*** Opening of GIVEN DATA ***

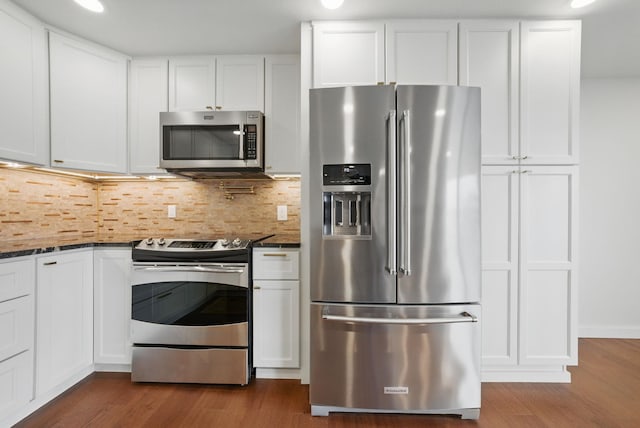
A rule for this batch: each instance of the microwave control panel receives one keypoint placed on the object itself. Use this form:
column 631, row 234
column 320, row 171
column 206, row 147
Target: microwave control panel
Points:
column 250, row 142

*** Close of GIVEN DATA ***
*** Opening of GIVEN DATA ***

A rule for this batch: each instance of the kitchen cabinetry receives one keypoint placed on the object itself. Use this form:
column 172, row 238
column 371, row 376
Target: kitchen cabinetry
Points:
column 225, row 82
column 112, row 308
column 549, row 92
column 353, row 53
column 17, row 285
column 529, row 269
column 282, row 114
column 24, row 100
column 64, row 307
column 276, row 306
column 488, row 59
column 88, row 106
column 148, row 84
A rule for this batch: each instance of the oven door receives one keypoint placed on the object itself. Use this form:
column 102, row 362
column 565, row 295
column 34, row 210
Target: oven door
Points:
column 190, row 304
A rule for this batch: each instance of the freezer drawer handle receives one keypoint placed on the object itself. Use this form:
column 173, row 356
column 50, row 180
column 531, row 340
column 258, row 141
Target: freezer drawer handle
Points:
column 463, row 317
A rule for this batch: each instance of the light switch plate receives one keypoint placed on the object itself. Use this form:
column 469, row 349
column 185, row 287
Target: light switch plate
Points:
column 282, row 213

*** Close of GIVEN DATA ***

Within the data above, how many lines include "oven"? The number alone is the answer.

- **TASK RESPONSE**: 2